• **Stated goal a**
Restate all the rows below, from the start of the rows down to the line containing "120;7;124;48", with both ends included. Keep the requests unchanged, but scale every bounding-box coordinate in the answers by 2.3 and round each result to the nearest whole number, with halves rounded up.

• **Page text**
◆ ◆ ◆

Happy New Year! It has certainly been an interesting 12 months! I think we are all wondering what 2021 is likely to bring.

During 2020, I shifted my focus to building some programs aimed at helping everyday people with the everyday challenges that we face. The downside of this is that some other commitments, such as this blog, have slipped a little. I am not proud of that. However, I accept that it is how things have worked out in a year where most of us were trying our best to hold it together. My goal is to change my approach so that I am writing here more regularly during 2021.

And that’s how I found myself actively observing my actions throughout yesterday while looking for inspiration for a blog post.

I am currently working on recording a session about New Year Resolutions that I have committed to releasing on 5 January 2021. It is the first time that I have pre-recorded a session. I am not keen to see myself on video, and so I have been deliberately avoiding it.

Anyway, yesterday, I finally did it. I completed what I thought was a stellar effort of presenting the session and was certain that this was a recording worthy of release. My first ever pre-recorded session, ready to go, and four days early, too! I went to hit stop on the recording.

◆ ◆ ◆

• **Rows**
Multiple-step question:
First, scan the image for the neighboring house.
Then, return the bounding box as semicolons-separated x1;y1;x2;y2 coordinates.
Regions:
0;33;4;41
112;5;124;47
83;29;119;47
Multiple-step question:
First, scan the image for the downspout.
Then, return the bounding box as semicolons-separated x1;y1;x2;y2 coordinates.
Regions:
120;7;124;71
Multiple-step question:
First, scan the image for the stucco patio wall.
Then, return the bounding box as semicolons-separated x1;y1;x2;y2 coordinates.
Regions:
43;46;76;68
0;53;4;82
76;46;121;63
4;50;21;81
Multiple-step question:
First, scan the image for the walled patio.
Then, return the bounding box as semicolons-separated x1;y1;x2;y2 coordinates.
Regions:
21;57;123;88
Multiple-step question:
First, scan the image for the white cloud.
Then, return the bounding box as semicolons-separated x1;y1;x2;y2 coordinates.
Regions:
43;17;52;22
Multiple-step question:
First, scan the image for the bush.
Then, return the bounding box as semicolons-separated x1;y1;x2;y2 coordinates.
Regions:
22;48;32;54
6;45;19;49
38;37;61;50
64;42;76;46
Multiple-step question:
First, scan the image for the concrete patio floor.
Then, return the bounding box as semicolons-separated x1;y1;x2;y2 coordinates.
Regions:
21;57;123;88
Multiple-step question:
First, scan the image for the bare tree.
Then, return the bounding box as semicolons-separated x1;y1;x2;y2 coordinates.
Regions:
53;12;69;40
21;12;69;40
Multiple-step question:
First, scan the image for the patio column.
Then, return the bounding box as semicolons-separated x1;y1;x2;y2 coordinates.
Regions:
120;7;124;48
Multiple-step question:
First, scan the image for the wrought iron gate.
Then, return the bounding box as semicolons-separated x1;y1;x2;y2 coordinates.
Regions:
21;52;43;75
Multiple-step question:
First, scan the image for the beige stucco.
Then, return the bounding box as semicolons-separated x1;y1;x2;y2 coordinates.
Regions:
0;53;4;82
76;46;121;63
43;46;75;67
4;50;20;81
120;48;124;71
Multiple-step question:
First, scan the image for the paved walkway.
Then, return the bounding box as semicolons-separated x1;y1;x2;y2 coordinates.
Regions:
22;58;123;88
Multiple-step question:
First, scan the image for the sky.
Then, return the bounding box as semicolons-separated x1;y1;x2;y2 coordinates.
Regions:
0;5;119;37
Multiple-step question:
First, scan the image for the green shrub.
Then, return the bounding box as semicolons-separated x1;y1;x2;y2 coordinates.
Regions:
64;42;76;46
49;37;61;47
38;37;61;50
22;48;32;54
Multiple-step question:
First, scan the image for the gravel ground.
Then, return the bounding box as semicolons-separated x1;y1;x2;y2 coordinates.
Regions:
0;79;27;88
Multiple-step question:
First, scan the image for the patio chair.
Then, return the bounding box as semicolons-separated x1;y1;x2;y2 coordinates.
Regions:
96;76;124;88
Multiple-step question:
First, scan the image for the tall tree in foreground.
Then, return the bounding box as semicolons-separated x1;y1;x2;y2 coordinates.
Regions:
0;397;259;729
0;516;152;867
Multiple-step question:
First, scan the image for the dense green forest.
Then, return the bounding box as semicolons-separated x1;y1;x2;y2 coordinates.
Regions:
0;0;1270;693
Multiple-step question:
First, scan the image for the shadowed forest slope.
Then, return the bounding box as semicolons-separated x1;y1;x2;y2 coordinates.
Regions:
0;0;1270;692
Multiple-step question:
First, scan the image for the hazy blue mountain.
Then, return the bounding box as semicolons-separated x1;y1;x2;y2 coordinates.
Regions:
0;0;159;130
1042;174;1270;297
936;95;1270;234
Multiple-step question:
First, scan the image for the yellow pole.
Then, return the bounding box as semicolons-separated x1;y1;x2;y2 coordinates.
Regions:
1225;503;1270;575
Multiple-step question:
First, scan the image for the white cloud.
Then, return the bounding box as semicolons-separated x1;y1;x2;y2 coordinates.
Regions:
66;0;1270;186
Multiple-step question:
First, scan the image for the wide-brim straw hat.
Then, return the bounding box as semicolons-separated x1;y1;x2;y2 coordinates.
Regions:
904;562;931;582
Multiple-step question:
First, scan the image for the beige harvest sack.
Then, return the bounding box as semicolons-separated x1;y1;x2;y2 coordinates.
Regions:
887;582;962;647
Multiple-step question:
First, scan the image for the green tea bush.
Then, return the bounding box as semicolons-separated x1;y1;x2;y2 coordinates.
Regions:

◆ ◆ ◆

• **Stated goal b**
Resume the New Year blog post above, starting right after its final sentence.

• **Task output a**
Multiple-step question:
First, scan the image for the neighboring house.
Then, return the bounding box as semicolons-separated x1;y1;x2;y2 coordinates.
Regions:
0;76;9;94
258;12;285;108
191;67;274;108
Multiple-step question:
First, scan the image for the downspout.
Then, return the bounding box as semicolons-separated x1;y1;x2;y2 coordinates.
Regions:
276;16;285;163
Multiple-step question:
First, scan the image for the stucco patio wall.
Then, return the bounding box as semicolons-separated x1;y1;x2;y2 coordinates.
Regions:
99;106;175;156
0;122;9;189
175;106;278;145
9;115;48;186
Multiple-step question:
First, scan the image for the walled patio.
Then, return the bounding box as semicolons-separated x1;y1;x2;y2 coordinates.
Regions:
48;131;283;202
Multiple-step question:
First, scan the image for the white cloud.
Then, return the bounding box as semicolons-separated x1;y1;x2;y2 coordinates.
Regions:
99;39;120;51
Multiple-step question:
First, scan the image for the bush.
Then, return the bounding box as semicolons-separated x1;y1;x2;y2 coordinates.
Regions:
51;110;74;124
14;104;44;113
87;85;140;115
147;97;175;106
Multiple-step question:
First, scan the image for the concrete patio floor.
Then, return the bounding box as semicolons-separated x1;y1;x2;y2 coordinates.
Regions:
48;131;283;202
Multiple-step question:
First, scan the image for the bare tree.
Then, return the bounding box as semicolons-separated x1;y1;x2;y2 coordinates.
Regions:
122;28;159;92
48;28;159;92
Multiple-step question:
First, scan the image for the patio column.
Then, return the bounding box as semicolons-separated x1;y1;x2;y2 coordinates.
Regions:
276;16;285;110

• **Task output b**
It was then that I realised that I hadn’t actually started the recording.

I should probably put this into context. My family is all at home on holidays at the moment. Everything that I do seems to take three times longer than I had planned because being a member of a family means pausing for interruptions when other family members need me. When everyone is at home, that seems to be quite often. Regardless, I had finally found 45 minutes where no one needed me. No one interrupted. Everyone kept quiet. I found my groove and did the presentation. I completed it to an exceptional standard.

And then I didn’t hit the flipping record button.

When I shared my woes with my husband, he tried his best to be supportive: “Oh no! Well, I guess these things happen!” My response: “They do, but I don’t know why this had to happen to me!”

And this was my ah-ha moment: What exactly is it that has happened to me?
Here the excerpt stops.